» Task instructions:
a: In the discussion excerpt, replace "pedant" with "nitpicker" and write out the stretch from "Bravo for spending" through "gotcha, it's exhausting.".
b: According to the discussion excerpt, where and when did people vote the system away?
c: Condense the paragraph of the discussion excerpt that begins "I think the important questions" into a short list that keeps its main points.

» Exercise passage:

They sure voted the system away in Germany, in 1932. This part of your statement seems to have some very obvious counterexamples. Plenty of places in the world have had a parliamentary system that then went away, and in quite a lot of cases, voting was involved in how that got done. It wasn't enough. It was involved.
I think the important questions are firstly, how would we go about changing the parliamentary system in the US? How has it worked when people have tried that in other places in other times? And, when they did try it according to whatever strategies and principles, how did it work out? What happened next?
Bravo for spending your time arguing with a pedant, truly more patient than I would've been. People like that make lemmy insufferable. They're just looking to score a point in a debate and will find any angle to do it. Productive discussion isn't as important as SLAMMING the "opponent" with a gotcha, it's exhausting.

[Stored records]

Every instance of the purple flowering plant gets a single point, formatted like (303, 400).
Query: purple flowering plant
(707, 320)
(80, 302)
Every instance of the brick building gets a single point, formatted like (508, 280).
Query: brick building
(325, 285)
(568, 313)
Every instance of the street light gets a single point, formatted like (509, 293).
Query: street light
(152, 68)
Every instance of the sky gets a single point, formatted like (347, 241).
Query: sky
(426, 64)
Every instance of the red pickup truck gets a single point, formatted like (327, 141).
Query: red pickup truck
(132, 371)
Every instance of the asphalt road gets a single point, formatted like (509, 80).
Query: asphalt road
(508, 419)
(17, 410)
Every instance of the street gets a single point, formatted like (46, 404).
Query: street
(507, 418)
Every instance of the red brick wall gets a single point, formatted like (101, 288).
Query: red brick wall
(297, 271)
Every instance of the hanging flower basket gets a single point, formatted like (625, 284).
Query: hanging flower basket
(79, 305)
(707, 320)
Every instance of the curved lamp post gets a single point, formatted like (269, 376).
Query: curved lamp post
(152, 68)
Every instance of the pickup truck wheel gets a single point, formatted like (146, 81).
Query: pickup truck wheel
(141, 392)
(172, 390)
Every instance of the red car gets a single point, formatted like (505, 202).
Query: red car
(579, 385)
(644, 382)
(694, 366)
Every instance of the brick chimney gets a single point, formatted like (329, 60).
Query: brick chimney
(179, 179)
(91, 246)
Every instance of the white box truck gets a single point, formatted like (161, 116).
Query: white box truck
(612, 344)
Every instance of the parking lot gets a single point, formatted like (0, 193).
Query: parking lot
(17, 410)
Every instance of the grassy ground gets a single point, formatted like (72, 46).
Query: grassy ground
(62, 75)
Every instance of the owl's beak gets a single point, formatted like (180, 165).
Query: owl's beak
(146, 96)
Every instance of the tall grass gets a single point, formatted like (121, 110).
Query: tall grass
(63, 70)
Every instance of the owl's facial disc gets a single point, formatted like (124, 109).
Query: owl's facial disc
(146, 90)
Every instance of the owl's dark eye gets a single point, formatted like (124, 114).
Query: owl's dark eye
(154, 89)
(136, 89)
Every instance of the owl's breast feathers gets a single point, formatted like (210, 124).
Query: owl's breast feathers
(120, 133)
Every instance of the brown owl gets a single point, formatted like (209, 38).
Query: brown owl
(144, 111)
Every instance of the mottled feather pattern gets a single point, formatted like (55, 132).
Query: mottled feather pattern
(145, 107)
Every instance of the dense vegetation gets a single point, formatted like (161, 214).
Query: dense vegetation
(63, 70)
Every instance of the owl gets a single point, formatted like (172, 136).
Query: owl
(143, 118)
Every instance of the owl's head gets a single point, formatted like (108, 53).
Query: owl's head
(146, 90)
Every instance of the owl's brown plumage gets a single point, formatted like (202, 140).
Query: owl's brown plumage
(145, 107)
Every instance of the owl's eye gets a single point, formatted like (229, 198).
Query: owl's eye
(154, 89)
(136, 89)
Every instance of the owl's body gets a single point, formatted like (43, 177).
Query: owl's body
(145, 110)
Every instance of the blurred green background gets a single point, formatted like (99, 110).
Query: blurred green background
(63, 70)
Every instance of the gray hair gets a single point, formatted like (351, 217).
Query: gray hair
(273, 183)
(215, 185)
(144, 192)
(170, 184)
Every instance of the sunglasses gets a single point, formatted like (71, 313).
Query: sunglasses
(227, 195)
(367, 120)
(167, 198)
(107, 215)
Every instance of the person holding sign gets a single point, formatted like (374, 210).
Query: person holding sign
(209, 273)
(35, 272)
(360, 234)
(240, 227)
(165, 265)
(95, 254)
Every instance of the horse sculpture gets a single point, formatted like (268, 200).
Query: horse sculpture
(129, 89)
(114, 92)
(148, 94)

» Exercise responses:
a:
Bravo for spending your time arguing with a nitpicker, truly more patient than I would've been. People like that make lemmy insufferable. They're just looking to score a point in a debate and will find any angle to do it. Productive discussion isn't as important as SLAMMING the "opponent" with a gotcha, it's exhausting.

b: In Germany, in 1932.

c:
The important questions:
- How would the parliamentary system in the US be changed?
- How has such change worked when tried in other places and times?
- How did those attempts turn out under their chosen strategies and principles, and what happened next?